** Opening EXTRACT block **

DexVLG: Dexterous Vision-Language-Grasp Model at Scale¶
Conference: ICCV 2025 arXiv: 2507.02747 Code: None Area: Robotics / Dexterous Grasping Keywords: Dexterous grasping, vision-language model, Flow Matching, semantic part grasping, large-scale dataset
TL;DR¶
This paper presents DexVLG — the first large-scale vision-language-dexterous-grasp model. It introduces DexGraspNet 3.0, a dataset comprising 174K objects and 170M grasp poses with part-level semantic annotations. By combining a VLM encoder with a Flow Matching pose prediction head, DexVLG achieves over 76% zero-shot execution success in simulation and demonstrates semantically aligned dexterous grasping in the real world.
Background & Motivation¶
- Background: Vision-Language-Action (VLA) models are advancing rapidly in robotics, but progress has been largely confined to simple parallel-jaw grippers due to the difficulty of data collection.
- Limitations of Prior Work: Functional grasping with human-like dexterous hands — i.e., grasping specific object parts according to semantic instructions — remains severely understudied, lacking both large-scale training data and effective model architectures.
- Key Challenge: Dexterous hands have high degrees of freedom (>20 DoF), resulting in an enormous grasp pose space that makes it difficult for conventional methods to cover semantically aligned grasps across diverse objects and parts.
- Key Insight: A data-driven approach: first generate large-scale, high-quality, semantically aligned dexterous grasp data, then train a large model to learn language-guided grasp pose prediction.
- Core Idea: Construct an ultra-large-scale part-level dexterous grasp dataset (DexGraspNet 3.0), leverage a VLM to interpret natural language instructions and RGBD inputs, and predict dexterous hand grasp poses via Flow Matching.

** Closing EXTRACT block **

# AIM OF THE EXERCISE
In the DexVLG summary, how many objects and grasp poses does DexGraspNet 3.0 contain?

** Opening SOURCE MATERIAL block **

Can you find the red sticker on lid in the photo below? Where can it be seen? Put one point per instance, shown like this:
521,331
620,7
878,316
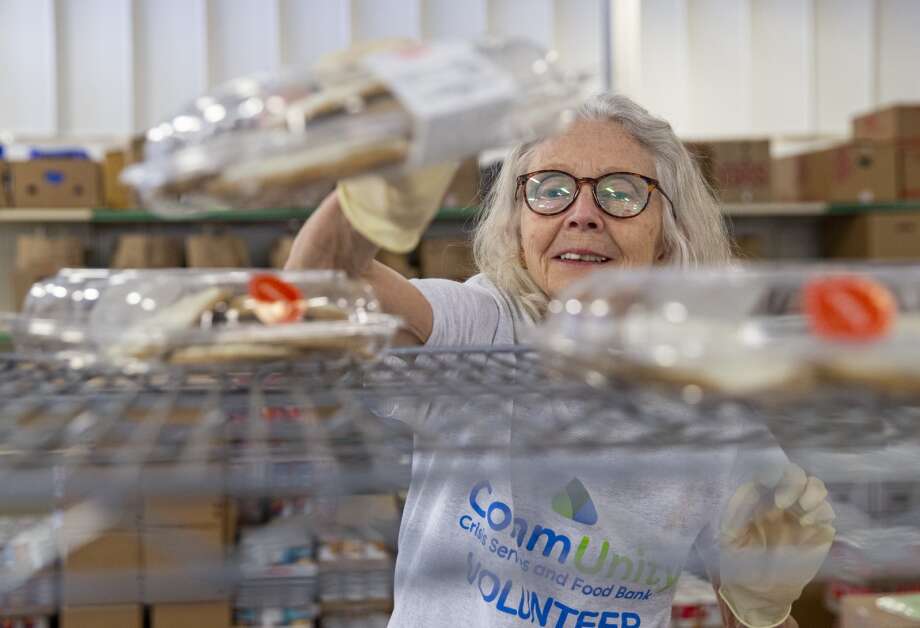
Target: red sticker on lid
849,308
267,288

** Closing SOURCE MATERIAL block **

# TASK RESULT
It contains 174K objects and 170M grasp poses.